The task: Print, exactly as they stand, the lines below from the one that has "locate bee front leg, a point per instance." to the one that has "locate blurred green", inclusive, leaving out the pictures.

[[ Exercise material open ]]

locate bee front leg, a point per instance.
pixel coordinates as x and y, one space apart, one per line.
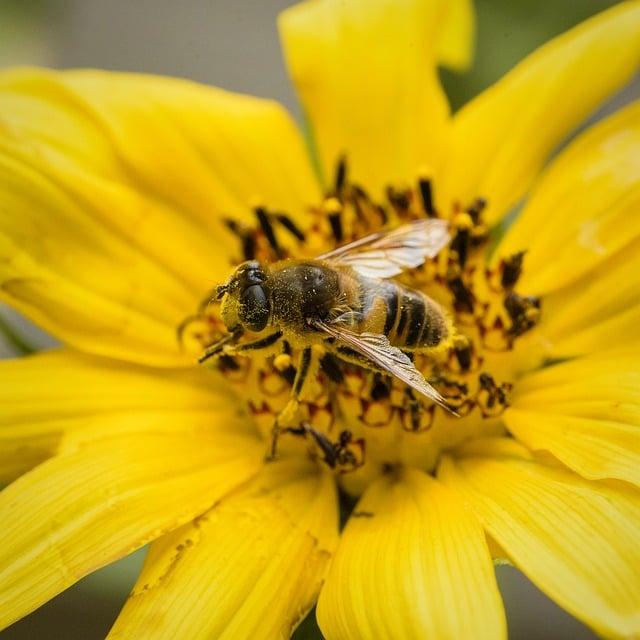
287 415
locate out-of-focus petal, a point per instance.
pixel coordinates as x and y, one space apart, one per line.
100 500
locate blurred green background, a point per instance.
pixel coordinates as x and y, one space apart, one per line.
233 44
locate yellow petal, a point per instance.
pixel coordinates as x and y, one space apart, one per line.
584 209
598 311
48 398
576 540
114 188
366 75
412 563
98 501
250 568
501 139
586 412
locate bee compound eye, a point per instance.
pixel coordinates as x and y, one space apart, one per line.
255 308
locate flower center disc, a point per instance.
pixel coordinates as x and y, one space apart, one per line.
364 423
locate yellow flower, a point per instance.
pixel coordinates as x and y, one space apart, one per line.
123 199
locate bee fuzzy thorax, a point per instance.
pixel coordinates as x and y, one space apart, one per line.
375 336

[[ Exercise material closed ]]
[[ Exercise material open ]]

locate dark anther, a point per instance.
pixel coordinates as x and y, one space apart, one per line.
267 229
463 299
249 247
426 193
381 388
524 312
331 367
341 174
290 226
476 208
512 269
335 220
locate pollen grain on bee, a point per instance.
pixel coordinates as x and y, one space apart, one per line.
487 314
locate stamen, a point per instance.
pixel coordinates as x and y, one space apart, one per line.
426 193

[[ Exercise material closed ]]

Result of this exercise:
locate bee front leg, a point per instance.
pixel coordinates as x and y, one space apart, one per line.
287 415
locate out-of-focus petal, a point per instance.
pixel coordinates as x and y, one space apart, one per line.
100 500
locate blurred green background, a point per instance.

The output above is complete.